*What you should do*: How many lines of the material below contain the string "inscription"? Reply with the number alone.

*Supplied records*:

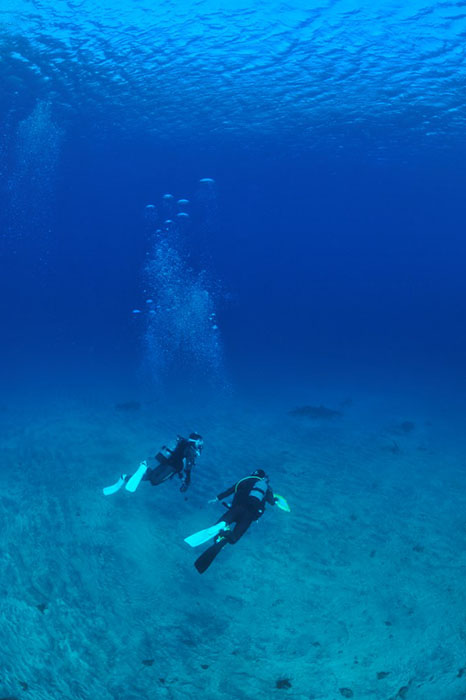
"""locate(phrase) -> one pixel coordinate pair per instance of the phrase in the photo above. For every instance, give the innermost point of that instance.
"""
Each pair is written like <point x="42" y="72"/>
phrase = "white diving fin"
<point x="135" y="480"/>
<point x="108" y="490"/>
<point x="205" y="535"/>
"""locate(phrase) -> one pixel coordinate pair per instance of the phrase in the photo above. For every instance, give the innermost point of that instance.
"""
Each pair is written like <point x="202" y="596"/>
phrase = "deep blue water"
<point x="334" y="235"/>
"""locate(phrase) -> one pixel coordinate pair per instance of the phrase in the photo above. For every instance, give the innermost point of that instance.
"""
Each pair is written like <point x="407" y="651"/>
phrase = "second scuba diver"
<point x="250" y="497"/>
<point x="177" y="460"/>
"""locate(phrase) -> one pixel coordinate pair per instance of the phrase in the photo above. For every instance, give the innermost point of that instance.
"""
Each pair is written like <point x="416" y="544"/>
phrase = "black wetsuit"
<point x="180" y="461"/>
<point x="251" y="495"/>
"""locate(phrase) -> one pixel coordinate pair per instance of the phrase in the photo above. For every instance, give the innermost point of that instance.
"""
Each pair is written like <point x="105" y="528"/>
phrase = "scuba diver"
<point x="251" y="493"/>
<point x="177" y="460"/>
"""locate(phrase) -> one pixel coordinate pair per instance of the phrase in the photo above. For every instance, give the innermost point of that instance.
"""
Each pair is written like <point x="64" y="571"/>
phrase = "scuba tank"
<point x="166" y="451"/>
<point x="259" y="490"/>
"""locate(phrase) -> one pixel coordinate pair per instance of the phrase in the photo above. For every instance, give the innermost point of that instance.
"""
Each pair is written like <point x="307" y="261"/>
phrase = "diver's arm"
<point x="188" y="464"/>
<point x="269" y="497"/>
<point x="226" y="493"/>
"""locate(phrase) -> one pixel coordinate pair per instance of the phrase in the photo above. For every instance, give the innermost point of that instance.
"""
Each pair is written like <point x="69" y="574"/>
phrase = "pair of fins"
<point x="132" y="483"/>
<point x="205" y="535"/>
<point x="203" y="562"/>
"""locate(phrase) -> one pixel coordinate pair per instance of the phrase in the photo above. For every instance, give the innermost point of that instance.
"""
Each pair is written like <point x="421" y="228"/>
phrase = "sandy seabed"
<point x="358" y="593"/>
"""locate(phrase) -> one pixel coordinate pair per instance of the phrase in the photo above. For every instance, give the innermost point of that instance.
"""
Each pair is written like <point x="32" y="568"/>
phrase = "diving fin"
<point x="203" y="562"/>
<point x="108" y="490"/>
<point x="282" y="503"/>
<point x="135" y="480"/>
<point x="205" y="535"/>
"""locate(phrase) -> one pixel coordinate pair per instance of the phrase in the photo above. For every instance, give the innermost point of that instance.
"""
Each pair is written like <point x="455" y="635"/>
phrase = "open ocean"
<point x="243" y="220"/>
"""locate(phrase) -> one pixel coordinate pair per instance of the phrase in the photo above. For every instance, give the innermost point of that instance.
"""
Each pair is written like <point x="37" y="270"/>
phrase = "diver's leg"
<point x="242" y="524"/>
<point x="159" y="474"/>
<point x="203" y="562"/>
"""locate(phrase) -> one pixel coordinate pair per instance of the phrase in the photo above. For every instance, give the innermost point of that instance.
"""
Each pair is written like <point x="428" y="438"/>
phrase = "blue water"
<point x="321" y="149"/>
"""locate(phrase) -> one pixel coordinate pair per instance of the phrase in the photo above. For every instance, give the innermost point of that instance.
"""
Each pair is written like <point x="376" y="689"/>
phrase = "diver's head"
<point x="260" y="473"/>
<point x="196" y="440"/>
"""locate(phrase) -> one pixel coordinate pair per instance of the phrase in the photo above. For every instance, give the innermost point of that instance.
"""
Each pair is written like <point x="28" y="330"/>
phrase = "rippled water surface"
<point x="385" y="72"/>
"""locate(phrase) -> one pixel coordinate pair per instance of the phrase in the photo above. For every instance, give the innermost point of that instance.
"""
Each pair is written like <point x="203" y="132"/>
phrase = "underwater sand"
<point x="358" y="592"/>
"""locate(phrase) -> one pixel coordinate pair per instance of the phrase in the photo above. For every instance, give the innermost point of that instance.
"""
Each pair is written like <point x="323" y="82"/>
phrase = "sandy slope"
<point x="359" y="592"/>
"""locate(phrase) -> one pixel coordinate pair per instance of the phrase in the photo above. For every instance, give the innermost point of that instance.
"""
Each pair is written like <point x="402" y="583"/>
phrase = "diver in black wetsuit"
<point x="180" y="460"/>
<point x="250" y="496"/>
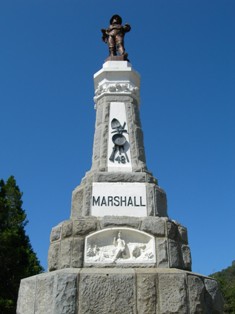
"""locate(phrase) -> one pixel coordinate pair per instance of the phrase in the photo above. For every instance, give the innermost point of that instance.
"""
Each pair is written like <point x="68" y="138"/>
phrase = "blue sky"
<point x="184" y="51"/>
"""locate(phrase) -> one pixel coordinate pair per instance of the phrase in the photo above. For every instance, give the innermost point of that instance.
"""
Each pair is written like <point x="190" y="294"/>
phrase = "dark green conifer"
<point x="17" y="258"/>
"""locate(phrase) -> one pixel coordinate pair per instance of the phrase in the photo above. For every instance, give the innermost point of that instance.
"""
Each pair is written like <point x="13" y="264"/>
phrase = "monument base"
<point x="124" y="291"/>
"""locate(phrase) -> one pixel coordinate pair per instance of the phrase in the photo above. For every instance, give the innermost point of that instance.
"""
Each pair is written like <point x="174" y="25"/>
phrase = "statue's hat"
<point x="116" y="16"/>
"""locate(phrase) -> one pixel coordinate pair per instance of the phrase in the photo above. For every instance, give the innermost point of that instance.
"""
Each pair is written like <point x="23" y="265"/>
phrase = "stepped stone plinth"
<point x="119" y="252"/>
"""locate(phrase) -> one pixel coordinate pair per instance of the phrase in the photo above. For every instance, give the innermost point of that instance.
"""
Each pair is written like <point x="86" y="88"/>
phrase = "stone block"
<point x="77" y="201"/>
<point x="154" y="225"/>
<point x="183" y="234"/>
<point x="115" y="221"/>
<point x="25" y="305"/>
<point x="67" y="229"/>
<point x="77" y="253"/>
<point x="66" y="252"/>
<point x="53" y="256"/>
<point x="44" y="297"/>
<point x="84" y="226"/>
<point x="186" y="256"/>
<point x="161" y="202"/>
<point x="65" y="296"/>
<point x="172" y="293"/>
<point x="162" y="253"/>
<point x="151" y="199"/>
<point x="196" y="295"/>
<point x="214" y="299"/>
<point x="175" y="256"/>
<point x="172" y="230"/>
<point x="104" y="291"/>
<point x="146" y="293"/>
<point x="55" y="233"/>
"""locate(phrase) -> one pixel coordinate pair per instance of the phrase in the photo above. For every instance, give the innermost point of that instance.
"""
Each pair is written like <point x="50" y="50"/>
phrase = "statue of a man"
<point x="114" y="36"/>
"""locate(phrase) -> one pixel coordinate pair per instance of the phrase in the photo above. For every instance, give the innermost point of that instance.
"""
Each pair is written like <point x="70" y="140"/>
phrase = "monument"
<point x="119" y="252"/>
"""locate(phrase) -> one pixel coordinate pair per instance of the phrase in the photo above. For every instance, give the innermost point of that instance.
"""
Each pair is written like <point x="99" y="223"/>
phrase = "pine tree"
<point x="226" y="280"/>
<point x="17" y="258"/>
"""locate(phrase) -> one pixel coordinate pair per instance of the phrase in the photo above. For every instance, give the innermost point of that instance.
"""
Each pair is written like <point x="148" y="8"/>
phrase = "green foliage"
<point x="226" y="280"/>
<point x="17" y="258"/>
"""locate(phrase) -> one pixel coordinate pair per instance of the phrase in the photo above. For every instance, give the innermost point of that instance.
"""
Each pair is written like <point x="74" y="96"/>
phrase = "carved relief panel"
<point x="120" y="246"/>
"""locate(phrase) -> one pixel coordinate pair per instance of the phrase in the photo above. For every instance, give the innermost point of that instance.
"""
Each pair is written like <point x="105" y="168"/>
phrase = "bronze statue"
<point x="114" y="37"/>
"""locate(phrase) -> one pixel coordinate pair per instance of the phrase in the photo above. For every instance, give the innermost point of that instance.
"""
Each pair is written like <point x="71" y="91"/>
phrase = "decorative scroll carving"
<point x="120" y="246"/>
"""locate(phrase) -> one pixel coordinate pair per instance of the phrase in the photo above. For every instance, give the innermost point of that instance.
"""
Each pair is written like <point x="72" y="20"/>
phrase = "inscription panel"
<point x="119" y="199"/>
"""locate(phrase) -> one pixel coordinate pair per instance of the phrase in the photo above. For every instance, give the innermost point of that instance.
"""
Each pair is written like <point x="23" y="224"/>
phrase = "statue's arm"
<point x="104" y="35"/>
<point x="126" y="28"/>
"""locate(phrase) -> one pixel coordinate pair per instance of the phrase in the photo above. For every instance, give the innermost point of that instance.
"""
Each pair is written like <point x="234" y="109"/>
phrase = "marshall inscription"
<point x="119" y="199"/>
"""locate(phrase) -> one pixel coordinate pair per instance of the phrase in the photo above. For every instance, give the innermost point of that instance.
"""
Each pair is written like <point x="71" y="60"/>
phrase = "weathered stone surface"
<point x="214" y="298"/>
<point x="27" y="288"/>
<point x="161" y="202"/>
<point x="107" y="292"/>
<point x="196" y="292"/>
<point x="67" y="229"/>
<point x="54" y="256"/>
<point x="151" y="199"/>
<point x="154" y="225"/>
<point x="162" y="253"/>
<point x="55" y="233"/>
<point x="77" y="201"/>
<point x="146" y="293"/>
<point x="175" y="257"/>
<point x="119" y="291"/>
<point x="66" y="252"/>
<point x="172" y="230"/>
<point x="183" y="234"/>
<point x="44" y="297"/>
<point x="84" y="226"/>
<point x="111" y="221"/>
<point x="186" y="256"/>
<point x="172" y="294"/>
<point x="77" y="257"/>
<point x="65" y="296"/>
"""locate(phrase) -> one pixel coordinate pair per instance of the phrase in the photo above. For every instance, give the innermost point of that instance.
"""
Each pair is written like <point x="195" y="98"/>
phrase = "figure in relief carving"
<point x="114" y="36"/>
<point x="117" y="250"/>
<point x="120" y="245"/>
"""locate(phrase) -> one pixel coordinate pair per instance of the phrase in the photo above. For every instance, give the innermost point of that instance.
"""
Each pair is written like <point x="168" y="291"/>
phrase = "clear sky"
<point x="184" y="51"/>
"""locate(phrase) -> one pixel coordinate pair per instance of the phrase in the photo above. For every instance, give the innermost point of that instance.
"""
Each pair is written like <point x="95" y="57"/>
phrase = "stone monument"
<point x="119" y="252"/>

*Reply*: 2